Beneath this instruction is a listing. Transcribe from it only the stretch from the line with "the snow surface" through the line with "Label the black", both end lines included, exactly as written.

(Beginning of Data)

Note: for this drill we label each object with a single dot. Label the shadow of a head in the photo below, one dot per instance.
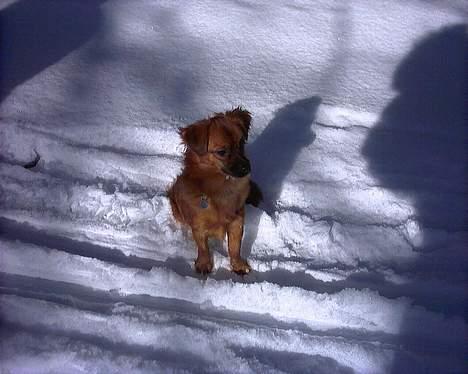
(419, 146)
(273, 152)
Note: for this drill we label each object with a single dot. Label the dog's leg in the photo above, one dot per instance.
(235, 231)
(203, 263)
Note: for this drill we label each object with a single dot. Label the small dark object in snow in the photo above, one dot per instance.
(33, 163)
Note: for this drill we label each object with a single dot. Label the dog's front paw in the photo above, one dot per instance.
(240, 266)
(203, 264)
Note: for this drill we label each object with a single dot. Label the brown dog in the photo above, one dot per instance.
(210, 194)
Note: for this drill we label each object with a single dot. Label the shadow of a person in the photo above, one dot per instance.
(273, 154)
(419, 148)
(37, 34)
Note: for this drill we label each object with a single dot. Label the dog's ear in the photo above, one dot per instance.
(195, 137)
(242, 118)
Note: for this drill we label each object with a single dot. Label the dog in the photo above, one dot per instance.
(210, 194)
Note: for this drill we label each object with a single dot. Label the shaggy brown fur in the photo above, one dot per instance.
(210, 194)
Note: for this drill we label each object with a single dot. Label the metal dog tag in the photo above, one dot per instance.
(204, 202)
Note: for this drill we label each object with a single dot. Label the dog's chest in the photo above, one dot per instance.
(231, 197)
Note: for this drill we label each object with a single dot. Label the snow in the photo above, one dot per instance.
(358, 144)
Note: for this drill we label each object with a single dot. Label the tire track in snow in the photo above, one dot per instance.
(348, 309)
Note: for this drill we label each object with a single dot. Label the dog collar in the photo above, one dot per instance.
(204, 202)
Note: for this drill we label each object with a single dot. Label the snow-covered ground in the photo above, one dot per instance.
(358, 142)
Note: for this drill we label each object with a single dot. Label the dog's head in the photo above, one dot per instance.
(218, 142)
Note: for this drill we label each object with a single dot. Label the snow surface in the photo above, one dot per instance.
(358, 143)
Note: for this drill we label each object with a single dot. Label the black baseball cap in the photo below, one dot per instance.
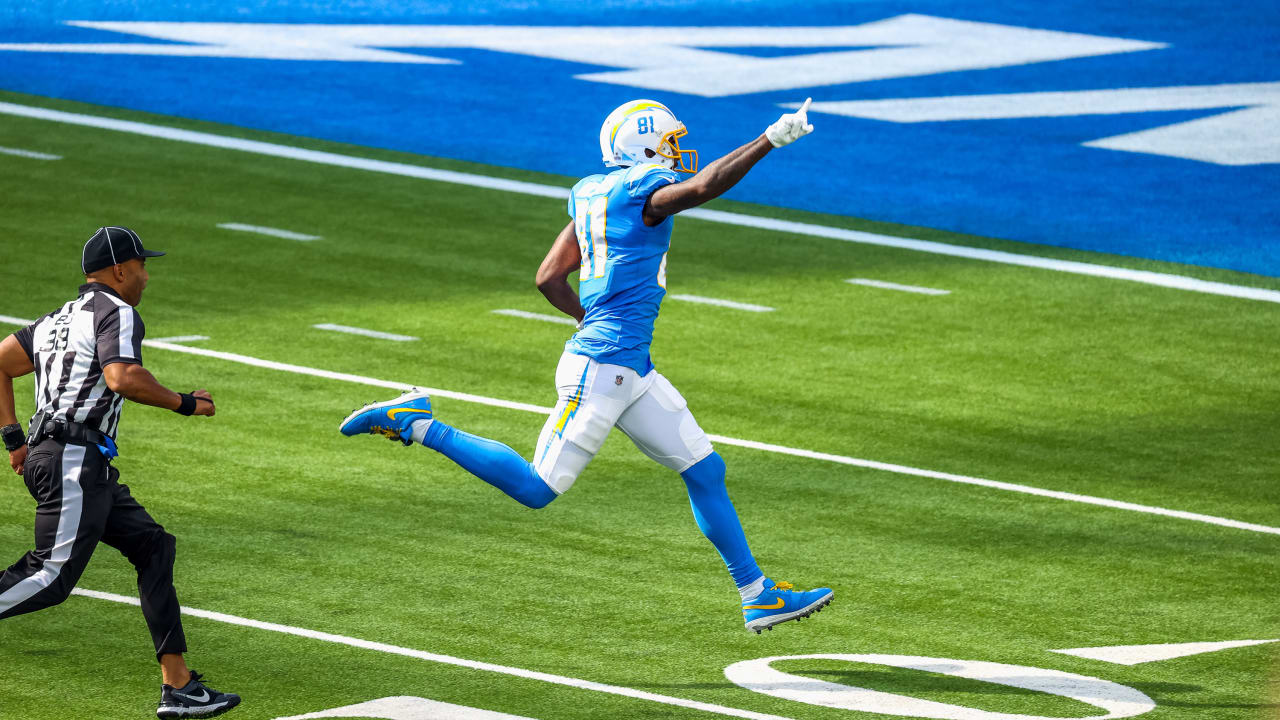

(End of Data)
(Beginning of Data)

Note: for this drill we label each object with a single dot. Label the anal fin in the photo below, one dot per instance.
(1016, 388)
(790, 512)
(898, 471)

(End of Data)

Answer to the problem ->
Note: for this drill we label each object with a single dot. Label the snow surface in the photo above, one dot per instance.
(358, 143)
Note: for this drill we label each object with a single dot. Label the black baseball cap in the photo below, one dot per instance.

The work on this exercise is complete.